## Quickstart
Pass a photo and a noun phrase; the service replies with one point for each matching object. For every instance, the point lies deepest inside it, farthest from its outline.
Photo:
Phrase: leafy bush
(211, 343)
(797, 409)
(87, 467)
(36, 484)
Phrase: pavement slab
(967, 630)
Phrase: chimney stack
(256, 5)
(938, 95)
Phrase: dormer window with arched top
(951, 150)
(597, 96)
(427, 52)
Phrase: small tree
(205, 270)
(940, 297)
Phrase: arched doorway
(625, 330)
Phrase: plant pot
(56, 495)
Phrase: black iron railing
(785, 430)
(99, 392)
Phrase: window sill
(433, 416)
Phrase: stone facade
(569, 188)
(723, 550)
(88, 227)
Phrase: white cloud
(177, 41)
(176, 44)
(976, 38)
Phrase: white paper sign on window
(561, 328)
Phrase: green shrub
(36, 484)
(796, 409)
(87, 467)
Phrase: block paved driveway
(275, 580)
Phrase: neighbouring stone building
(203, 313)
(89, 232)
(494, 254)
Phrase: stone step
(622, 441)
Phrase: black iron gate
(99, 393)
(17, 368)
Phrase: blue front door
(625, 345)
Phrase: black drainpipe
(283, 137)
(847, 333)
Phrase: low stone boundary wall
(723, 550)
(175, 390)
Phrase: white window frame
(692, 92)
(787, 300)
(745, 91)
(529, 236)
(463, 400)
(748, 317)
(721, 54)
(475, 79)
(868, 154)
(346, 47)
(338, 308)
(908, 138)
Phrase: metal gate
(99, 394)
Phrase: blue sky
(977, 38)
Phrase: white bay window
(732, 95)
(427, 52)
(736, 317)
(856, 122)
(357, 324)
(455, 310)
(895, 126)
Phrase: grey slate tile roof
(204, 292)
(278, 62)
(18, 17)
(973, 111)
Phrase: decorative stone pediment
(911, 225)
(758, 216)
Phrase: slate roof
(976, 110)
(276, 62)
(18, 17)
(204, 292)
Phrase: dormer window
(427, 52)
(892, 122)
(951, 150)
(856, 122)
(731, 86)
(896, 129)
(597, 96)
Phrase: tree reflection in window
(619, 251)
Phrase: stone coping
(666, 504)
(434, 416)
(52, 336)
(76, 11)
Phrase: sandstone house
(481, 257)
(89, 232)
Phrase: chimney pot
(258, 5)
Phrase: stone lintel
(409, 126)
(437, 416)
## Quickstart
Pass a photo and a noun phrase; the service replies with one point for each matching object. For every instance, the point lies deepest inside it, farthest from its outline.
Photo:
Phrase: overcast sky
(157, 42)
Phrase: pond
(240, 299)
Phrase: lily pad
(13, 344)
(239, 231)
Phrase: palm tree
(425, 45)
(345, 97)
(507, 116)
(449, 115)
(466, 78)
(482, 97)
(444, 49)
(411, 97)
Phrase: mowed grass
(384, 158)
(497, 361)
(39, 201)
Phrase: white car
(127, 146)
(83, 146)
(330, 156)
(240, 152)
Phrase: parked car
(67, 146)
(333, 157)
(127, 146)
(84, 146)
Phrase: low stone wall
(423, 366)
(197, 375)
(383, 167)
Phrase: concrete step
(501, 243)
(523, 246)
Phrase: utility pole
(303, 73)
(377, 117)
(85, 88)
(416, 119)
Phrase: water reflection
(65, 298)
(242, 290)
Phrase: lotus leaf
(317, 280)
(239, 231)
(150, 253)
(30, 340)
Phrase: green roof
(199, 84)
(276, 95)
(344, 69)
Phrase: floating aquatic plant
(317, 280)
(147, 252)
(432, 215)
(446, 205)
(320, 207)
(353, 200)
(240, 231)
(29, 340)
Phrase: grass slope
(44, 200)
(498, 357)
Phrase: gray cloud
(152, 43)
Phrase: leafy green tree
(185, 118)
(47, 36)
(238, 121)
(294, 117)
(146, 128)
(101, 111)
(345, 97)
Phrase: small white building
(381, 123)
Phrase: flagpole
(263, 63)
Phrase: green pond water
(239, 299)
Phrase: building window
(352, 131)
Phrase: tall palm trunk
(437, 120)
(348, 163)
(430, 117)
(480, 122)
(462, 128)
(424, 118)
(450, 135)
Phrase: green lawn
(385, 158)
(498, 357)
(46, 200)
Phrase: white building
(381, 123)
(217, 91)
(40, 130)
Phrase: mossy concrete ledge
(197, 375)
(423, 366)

▶ [What to do]: Everything from the line with "Phrase: pond" to the end of the listing above needs to be duplicated exactly, both end lines included, with nothing more.

▶ [Full answer]:
Phrase: pond
(240, 299)
Phrase: lily pad
(13, 344)
(239, 231)
Phrase: palm tree
(425, 45)
(345, 97)
(507, 116)
(449, 115)
(466, 78)
(482, 97)
(444, 49)
(411, 97)
Phrase: mowed grass
(384, 158)
(497, 361)
(39, 201)
Phrase: white car
(127, 146)
(83, 146)
(330, 156)
(240, 152)
Phrase: parked car
(67, 146)
(333, 157)
(127, 146)
(84, 146)
Phrase: low stone wall
(423, 366)
(197, 375)
(383, 167)
Phrase: concrete step
(501, 243)
(523, 246)
Phrase: utility pole
(303, 73)
(377, 117)
(85, 88)
(416, 119)
Phrase: water reflection
(65, 298)
(242, 290)
Phrase: lotus leaf
(317, 280)
(239, 231)
(150, 253)
(30, 340)
Phrase: green roof
(199, 84)
(276, 95)
(344, 69)
Phrase: floating aquatic plant
(317, 280)
(147, 252)
(432, 215)
(446, 205)
(320, 207)
(353, 200)
(240, 231)
(29, 340)
Phrase: grass slope
(44, 200)
(498, 357)
Phrase: gray cloud
(152, 43)
Phrase: leafy green tree
(185, 118)
(47, 36)
(238, 121)
(294, 117)
(146, 128)
(101, 111)
(345, 97)
Phrase: small white building
(381, 123)
Phrase: flagpole
(263, 63)
Phrase: green pond water
(239, 299)
Phrase: building window
(352, 131)
Phrase: tall palm trunk
(437, 120)
(348, 163)
(430, 117)
(480, 122)
(462, 128)
(424, 118)
(450, 135)
Phrase: green lawn
(385, 158)
(498, 357)
(46, 200)
Phrase: white building
(381, 123)
(217, 91)
(40, 130)
Phrase: mossy concrete ledge
(197, 375)
(423, 366)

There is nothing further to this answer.